Task brief. Pick up the mailing list post with feedback on Cassandra secondary indexes right after its last line, and keep writing it in the same voice.

Extract provided.
You are viewing a plain text version of this content. The canonical link for it is here.
Posted to user@cassandra.apache.org by Edouard COLE <Ed...@rgsystem.com> on 2015/09/02 18:11:21 UTC

Feedback on Secondary Indexes

Hello,

I don't know if this is a good place to talk about that, but I think this might help some people running into the same issue, so I will simply give some feedback here about what I was running in the last few months

I've been using secondary index (yes, this is bad), but the side effects I've been fighting at were absolutely not documented, nor discussed, this is why I want to share my experience with it

Background:
- The cluster was 8 nodes (around 30GB per node) with 4000 read/s and 4000 write/s
- The biggest table (event_data) is 200GB cluster wide, and take something like 1000 write/s and a few reads/s
- This table had a secondary index (1,2GB cluster wide) (yes, this is huge)

Data shown.

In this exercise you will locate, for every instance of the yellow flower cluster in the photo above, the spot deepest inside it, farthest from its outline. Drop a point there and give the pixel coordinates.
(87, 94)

Response to this task.
CREATE TABLE event_data (
  object int,
  created_at timeuuid,
  message text,
  source text,
... few other things...
  PRIMARY KEY ((object), created_at)
) WITH
... few other things...
  compaction={'class': 'SizeTieredCompactionStrategy'} AND
  compression={'sstable_compression': 'LZ4Compressor'};

CREATE INDEX event_data_source_index ON event_data (source);

We had many issues with the cluster, and some of them was hard to correlate:
- Unable to add a node, it was joining forever, with a 100% CPU and no WARN/ERROR logs
- When running a repair, all my thrift clients were timing out randomly (wtf)

I decided to turn the joining node to DEBUG logging, and the logs were talking only about the index being sync, but at a very slow pace (showing every indexed keys). I concluded it was because the index was getting synchronized slower than it was actually changing on the other nodes, resulting into something infinitely long

I decided to drop the secondary index, and everything is now running fine!

We also changed the compaction strategy from STCS to DTCS, and it rocks!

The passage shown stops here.